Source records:
^^^^

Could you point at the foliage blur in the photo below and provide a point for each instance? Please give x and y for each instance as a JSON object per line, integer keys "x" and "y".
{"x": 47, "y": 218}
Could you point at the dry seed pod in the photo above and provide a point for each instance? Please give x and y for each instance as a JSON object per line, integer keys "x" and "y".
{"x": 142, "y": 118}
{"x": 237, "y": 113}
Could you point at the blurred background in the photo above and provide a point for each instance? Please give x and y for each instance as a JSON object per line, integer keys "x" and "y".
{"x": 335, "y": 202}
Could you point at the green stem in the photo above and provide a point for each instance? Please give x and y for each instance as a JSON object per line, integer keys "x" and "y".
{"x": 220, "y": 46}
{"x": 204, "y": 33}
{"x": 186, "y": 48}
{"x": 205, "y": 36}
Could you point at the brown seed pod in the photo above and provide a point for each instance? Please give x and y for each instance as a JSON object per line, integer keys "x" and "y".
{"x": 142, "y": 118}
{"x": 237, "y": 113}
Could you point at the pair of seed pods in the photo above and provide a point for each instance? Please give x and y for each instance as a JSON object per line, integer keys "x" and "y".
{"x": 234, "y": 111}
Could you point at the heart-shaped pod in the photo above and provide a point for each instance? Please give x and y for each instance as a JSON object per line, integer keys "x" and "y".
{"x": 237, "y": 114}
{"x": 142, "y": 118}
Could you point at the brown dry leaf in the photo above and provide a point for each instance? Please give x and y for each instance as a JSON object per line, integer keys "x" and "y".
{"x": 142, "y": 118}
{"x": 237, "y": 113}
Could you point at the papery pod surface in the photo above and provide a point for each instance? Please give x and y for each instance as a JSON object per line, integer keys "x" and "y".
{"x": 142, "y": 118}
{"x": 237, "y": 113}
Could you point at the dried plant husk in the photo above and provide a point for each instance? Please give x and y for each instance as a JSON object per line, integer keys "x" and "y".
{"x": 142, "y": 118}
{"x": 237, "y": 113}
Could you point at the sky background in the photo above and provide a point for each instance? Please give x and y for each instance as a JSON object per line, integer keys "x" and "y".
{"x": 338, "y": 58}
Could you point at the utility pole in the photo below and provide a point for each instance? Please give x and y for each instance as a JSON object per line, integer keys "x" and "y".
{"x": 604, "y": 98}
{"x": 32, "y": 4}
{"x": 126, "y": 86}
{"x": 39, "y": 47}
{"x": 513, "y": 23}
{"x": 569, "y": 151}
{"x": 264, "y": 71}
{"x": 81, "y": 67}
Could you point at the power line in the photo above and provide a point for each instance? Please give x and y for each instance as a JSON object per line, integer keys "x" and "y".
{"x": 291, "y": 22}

^^^^

What you are asked to do: Please set down all of the data above again, matching it exactly.

Solution for this task:
Could you point at the foliage blur in the photo below and provide a point for each instance? Please give x and y for each instance as a JSON object per line, integer keys "x" and "y".
{"x": 47, "y": 218}
Could you point at the dry seed pod in the photo above and provide a point for each instance? Please give x and y for each instance as a JSON object per line, integer keys "x" and "y".
{"x": 142, "y": 118}
{"x": 237, "y": 113}
Could you point at the blurred background in the photo above and provide a point for each instance? Please give x and y for each instance as a JSON object per line, integer keys "x" and "y".
{"x": 335, "y": 202}
Could you point at the green stem in the photo above and provide a point for each instance? Please give x and y for each instance as a JSON object per line, integer keys "x" and "y".
{"x": 220, "y": 46}
{"x": 204, "y": 33}
{"x": 186, "y": 48}
{"x": 205, "y": 36}
Could you point at the brown seed pod in the photo above and provide a point for each instance? Please give x and y for each instance as a JSON object per line, integer keys "x" and "y".
{"x": 142, "y": 118}
{"x": 237, "y": 113}
Could you point at the pair of seed pods in the photo above and provide a point for each instance? Please give x and y for each instance as a JSON object per line, integer keys "x" and "y".
{"x": 234, "y": 111}
Could you point at the heart-shaped pod in the photo above and provide a point for each instance? Please give x and y for each instance as a JSON object per line, integer keys "x" and "y".
{"x": 237, "y": 114}
{"x": 142, "y": 118}
Could you point at the brown dry leaf in the photo above and provide a point for each instance? Please give x and y for each instance as a JSON object per line, integer keys "x" and "y".
{"x": 142, "y": 118}
{"x": 237, "y": 113}
Could you point at the papery pod surface in the photo above and provide a point for each instance? Please give x and y for each instance as a JSON object per line, integer keys "x" and "y".
{"x": 142, "y": 118}
{"x": 237, "y": 113}
Could you point at the dried plant husk in the photo above and provide a point for each instance? Please give x and y for each instance as a JSON object per line, integer keys "x" and "y".
{"x": 142, "y": 118}
{"x": 237, "y": 113}
Could you point at the sky background in the photo above and provide a point for each instance? Please give x and y for each instance as a JSON object per line, integer keys "x" and "y".
{"x": 338, "y": 58}
Could you point at the utility pole in the photo below and provide a point for each instance? Please give x and y for each instance as a JSON object per line, integer keys "x" and "y".
{"x": 604, "y": 98}
{"x": 32, "y": 4}
{"x": 126, "y": 86}
{"x": 39, "y": 47}
{"x": 513, "y": 23}
{"x": 569, "y": 151}
{"x": 264, "y": 71}
{"x": 81, "y": 67}
Could you point at the power line in the photo above and provide a point for each instance? Please give x and y for each instance as a JSON object per line, integer keys "x" and "y".
{"x": 291, "y": 22}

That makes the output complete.